Exercise goal:
Please copy out every line of the entries below, character for character, leaving out the pictures.

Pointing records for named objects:

>> START

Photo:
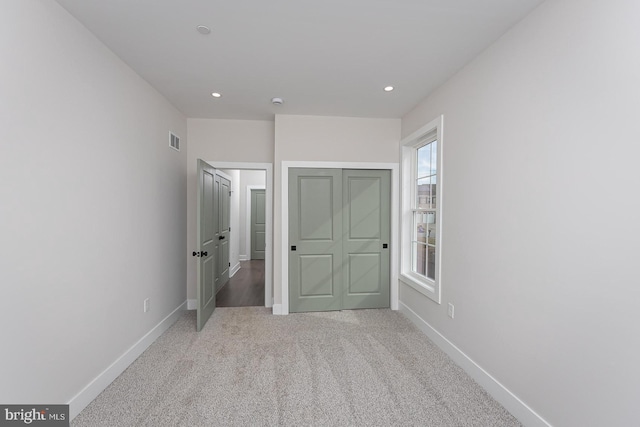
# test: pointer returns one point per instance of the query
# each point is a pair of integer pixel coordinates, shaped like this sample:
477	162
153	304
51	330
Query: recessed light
203	29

>> END

Solution to the problem:
Photo:
# test: pointer returns one point per instance of the query
# each point is a pair of integer pixel coordinates, shaped like this sample:
477	162
153	304
51	330
Query: recessed light
203	29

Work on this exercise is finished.